__EXERCISE OBJECTIVE__. Give every entry again, word for word and in full.

Dataset excerpt:
==================================================
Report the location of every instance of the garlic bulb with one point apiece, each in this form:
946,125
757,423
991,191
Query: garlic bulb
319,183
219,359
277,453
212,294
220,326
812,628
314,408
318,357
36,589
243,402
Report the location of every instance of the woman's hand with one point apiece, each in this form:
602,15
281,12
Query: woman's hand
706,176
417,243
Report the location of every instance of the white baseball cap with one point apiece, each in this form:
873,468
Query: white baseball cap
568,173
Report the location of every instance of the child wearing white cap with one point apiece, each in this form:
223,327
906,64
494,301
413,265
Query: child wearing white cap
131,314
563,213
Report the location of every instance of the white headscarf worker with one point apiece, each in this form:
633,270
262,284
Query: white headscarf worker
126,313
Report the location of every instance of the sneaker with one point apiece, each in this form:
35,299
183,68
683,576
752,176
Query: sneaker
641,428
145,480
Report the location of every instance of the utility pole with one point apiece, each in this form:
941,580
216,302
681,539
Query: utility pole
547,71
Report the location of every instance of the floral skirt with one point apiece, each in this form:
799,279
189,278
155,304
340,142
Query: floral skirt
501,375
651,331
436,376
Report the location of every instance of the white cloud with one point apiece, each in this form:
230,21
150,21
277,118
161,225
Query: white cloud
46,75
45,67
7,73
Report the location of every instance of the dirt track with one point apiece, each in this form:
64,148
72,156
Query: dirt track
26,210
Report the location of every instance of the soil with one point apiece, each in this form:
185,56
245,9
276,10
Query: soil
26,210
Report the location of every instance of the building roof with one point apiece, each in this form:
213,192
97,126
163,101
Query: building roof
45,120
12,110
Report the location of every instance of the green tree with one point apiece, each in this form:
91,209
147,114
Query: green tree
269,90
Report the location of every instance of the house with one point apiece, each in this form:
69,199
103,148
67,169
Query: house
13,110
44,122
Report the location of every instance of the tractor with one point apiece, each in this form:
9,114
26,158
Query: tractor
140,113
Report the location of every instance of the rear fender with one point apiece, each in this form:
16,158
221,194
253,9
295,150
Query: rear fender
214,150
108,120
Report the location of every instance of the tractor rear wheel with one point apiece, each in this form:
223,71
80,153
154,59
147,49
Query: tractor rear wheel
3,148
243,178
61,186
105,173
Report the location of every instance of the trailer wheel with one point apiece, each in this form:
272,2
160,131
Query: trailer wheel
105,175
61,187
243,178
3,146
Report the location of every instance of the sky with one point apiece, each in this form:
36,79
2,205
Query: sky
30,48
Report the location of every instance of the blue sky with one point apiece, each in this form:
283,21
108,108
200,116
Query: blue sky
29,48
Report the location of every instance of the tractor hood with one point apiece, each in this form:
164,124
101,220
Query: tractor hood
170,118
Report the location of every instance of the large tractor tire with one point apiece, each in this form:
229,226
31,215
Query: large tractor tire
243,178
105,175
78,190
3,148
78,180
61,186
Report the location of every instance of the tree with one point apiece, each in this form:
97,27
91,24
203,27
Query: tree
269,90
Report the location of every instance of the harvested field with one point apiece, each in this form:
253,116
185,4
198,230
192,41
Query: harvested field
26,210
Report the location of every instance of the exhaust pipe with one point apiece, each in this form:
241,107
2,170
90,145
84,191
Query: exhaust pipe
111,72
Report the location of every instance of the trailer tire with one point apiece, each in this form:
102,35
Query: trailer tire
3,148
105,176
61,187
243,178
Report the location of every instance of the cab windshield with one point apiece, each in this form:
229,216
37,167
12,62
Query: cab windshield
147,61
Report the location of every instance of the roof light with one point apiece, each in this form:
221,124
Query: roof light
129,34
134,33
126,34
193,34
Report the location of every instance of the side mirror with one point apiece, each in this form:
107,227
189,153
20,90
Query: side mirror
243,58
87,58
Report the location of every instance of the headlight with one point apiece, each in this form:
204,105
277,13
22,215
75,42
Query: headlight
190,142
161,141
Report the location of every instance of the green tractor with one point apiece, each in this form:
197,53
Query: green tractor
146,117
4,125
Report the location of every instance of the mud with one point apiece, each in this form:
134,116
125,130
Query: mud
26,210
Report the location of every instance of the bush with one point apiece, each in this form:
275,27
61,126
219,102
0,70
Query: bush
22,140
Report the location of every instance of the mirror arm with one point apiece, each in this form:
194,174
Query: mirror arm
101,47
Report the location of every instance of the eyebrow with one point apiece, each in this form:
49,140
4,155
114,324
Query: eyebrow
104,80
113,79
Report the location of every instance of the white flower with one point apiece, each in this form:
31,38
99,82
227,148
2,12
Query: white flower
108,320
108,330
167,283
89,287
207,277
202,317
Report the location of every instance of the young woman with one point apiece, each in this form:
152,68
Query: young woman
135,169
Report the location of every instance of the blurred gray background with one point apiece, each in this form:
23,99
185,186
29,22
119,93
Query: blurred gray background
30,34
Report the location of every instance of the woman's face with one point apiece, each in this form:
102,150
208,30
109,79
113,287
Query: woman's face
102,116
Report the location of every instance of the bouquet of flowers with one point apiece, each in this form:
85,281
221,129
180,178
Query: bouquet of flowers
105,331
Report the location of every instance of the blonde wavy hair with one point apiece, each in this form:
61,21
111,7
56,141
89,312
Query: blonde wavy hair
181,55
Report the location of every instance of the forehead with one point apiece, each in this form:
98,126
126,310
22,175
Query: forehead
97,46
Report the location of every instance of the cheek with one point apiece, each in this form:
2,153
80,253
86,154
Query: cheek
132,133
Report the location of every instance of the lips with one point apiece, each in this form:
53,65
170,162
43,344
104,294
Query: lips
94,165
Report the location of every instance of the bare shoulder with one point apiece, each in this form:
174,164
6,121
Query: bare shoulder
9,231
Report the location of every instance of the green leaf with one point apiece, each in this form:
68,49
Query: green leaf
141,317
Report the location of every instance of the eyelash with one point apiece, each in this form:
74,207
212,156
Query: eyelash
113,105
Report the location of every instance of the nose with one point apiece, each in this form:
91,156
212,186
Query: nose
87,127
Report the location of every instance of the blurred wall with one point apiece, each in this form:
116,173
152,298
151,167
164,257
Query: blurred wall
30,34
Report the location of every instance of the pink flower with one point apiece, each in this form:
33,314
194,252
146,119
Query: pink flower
==================================================
__SOLUTION TO THIS EXERCISE__.
Report the location of every instance of the garlic bulb with one point apiece, each in this form:
946,125
757,423
991,191
Query: garlic bulb
319,183
219,359
277,453
212,294
220,326
812,628
314,408
318,357
36,589
243,402
Report the location of every instance of the woman's hand with one point apiece, each in this form:
602,15
281,12
Query: woman's hand
706,176
417,243
Report the location of every instance of the white baseball cap with one point apiece, each in this form:
873,468
Query: white baseball cap
568,173
Report the location of every instance of the child wearing white cap with one point apiece, each in this form:
223,327
906,64
494,301
413,265
Query: child wearing white cap
131,314
563,213
Report the location of every instance of the white headscarf worker with one point apiece, each in this form:
633,270
262,284
Query: white headscarf worker
126,313
Report the location of every instance of the sneaker with one point apiece, each in this form:
35,299
183,68
683,576
752,176
Query: sneaker
641,428
145,480
Report the location of every instance of the utility pole with one point apiece, each in this form:
941,580
216,302
681,539
Query: utility pole
547,71
Report the location of every instance of the floral skirt with one point apiece, each in this form:
799,279
189,278
155,304
340,142
Query: floral skirt
501,375
651,331
436,376
Report the location of every instance of the white cloud with one point apiece, each in this form:
230,21
150,21
277,118
161,225
Query: white cloud
46,75
45,67
7,73
Report the location of every instance of the dirt track with one point apiece, each in this form:
64,148
72,156
Query: dirt track
26,210
Report the location of every instance of the soil with one point apiece, each in this form:
185,56
245,9
276,10
Query: soil
26,210
Report the location of every instance of the building roof with one point apiece, each in this form:
213,192
97,126
163,101
Query: building roof
45,120
12,110
Report the location of every instance of the green tree with one point apiece, each in this form:
91,209
147,114
Query: green tree
269,90
Report the location of every instance of the house with one point apiece, each in this form:
69,199
103,148
67,169
Query: house
13,110
44,122
Report the location of every instance of the tractor with one point apiece, each in this form:
9,114
26,158
Query: tractor
140,113
Report the location of every instance of the rear fender with one point apiece, each in this form:
16,158
221,194
253,9
295,150
Query: rear fender
214,150
108,120
Report the location of every instance of the tractor rear wheel with one point apiece, each in this form:
223,71
80,153
154,59
147,49
Query: tractor rear wheel
3,148
243,178
61,186
105,173
Report the location of every instance of the trailer wheel with one point apiece, each in this form:
272,2
160,131
Query: trailer wheel
105,175
61,187
243,178
3,146
Report the location of every instance of the sky with one point apiece, each in this form:
36,79
2,205
Query: sky
30,48
Report the location of every instance of the blue sky with one point apiece, each in this form:
283,21
108,108
200,116
Query: blue sky
29,48
Report the location of every instance of the tractor hood with one point apiece, each in this form:
164,124
101,220
Query: tractor hood
170,118
Report the location of every instance of the large tractor tire with one point apiece, each in this form:
229,226
31,215
Query: large tractor tire
243,178
105,175
78,190
3,148
78,180
61,186
Report the location of every instance of the tree with one point apiece, each in this form:
97,27
91,24
203,27
Query: tree
269,90
Report the location of every instance of the harvested field with one point apiece, each in this form:
253,116
185,4
198,230
192,41
Query: harvested field
26,210
Report the location of every instance of the exhaust pipe with one point apiece, each in this form:
241,107
2,170
90,145
84,191
Query: exhaust pipe
111,72
Report the location of every instance of the trailer tire with one point apiece, each in this form:
102,35
Query: trailer tire
3,148
105,176
61,187
243,178
Report the location of every instance of the cab windshield with one point apiece, each in this form:
229,216
37,167
12,62
Query: cab windshield
147,61
Report the location of every instance of the roof light with one point apiece, each in this form:
221,124
Query: roof light
129,34
134,33
126,34
193,34
Report the location of every instance of the side mirror with one point apiece, each in this form:
107,227
189,153
20,90
Query: side mirror
243,58
87,58
Report the location of every instance of the headlight with one point apiece, each in this form:
204,105
277,13
22,215
75,42
Query: headlight
190,142
161,141
Report the location of every instance of the green tractor with one point apiece, each in this form:
197,53
Query: green tractor
146,117
4,125
Report the location of every instance of the mud with one point apiece, each in this form:
134,116
125,130
Query: mud
26,210
Report the location of every instance of the bush with one point apiece, each in this form:
275,27
61,126
219,102
0,70
Query: bush
22,140
Report the location of every instance of the mirror arm with one point apiece, each in this form:
194,174
Query: mirror arm
101,47
Report the location of every instance of the eyebrow with one point apiece, each in this form:
49,140
4,155
114,324
Query: eyebrow
104,80
113,79
Report the location of every instance of the white flower with one point apiece, each in this form:
31,38
99,82
227,148
2,12
Query: white flower
108,320
108,330
167,283
89,287
207,277
202,317
Report the location of every instance of the young woman with one point apiece, each in this form:
152,68
Query: young woman
135,169
Report the location of every instance of the blurred gray background with one point apiece, each in this form:
23,99
185,186
29,22
119,93
Query: blurred gray background
30,34
Report the location of every instance of the woman's face with one point apiece, each in this form:
102,150
208,30
109,79
113,287
Query: woman's face
102,116
Report the location of every instance of the bouquet of flowers with one point apiece, each in this form:
85,281
221,129
180,178
Query: bouquet of flowers
105,331
Report the location of every instance of the blonde wavy hair with one point apiece, each in this form:
61,21
111,7
56,141
89,312
Query: blonde wavy hair
181,55
Report the location of every instance of the forehead with one point apiece, each in this form:
98,126
126,310
22,175
Query: forehead
97,46
Report the location of every instance of the cheek with one point apiece, each in this form:
2,153
80,253
86,154
Query: cheek
132,133
Report the location of every instance of the lips with one point apiece, each in this form:
53,65
170,162
43,344
104,294
Query: lips
94,165
Report the location of every instance of the bare shoulder with one point apiece, each in this form:
174,164
6,121
Query: bare shoulder
9,231
Report the location of every instance of the green leaf with one point apiece, each in this form:
68,49
Query: green leaf
141,317
Report the location of every instance of the eyelash with one point apiece, each in this form:
74,207
212,156
Query: eyelash
113,105
Report the location of every instance of the nose with one point apiece, each in this form:
91,156
212,186
Query: nose
87,127
Report the location of every instance of the blurred wall with one point apiece, each in this form:
116,173
152,298
151,167
164,257
Query: blurred wall
30,34
Report the location of every instance of the pink flower with one point apiece, each in this form:
33,314
194,252
146,119
Query: pink flower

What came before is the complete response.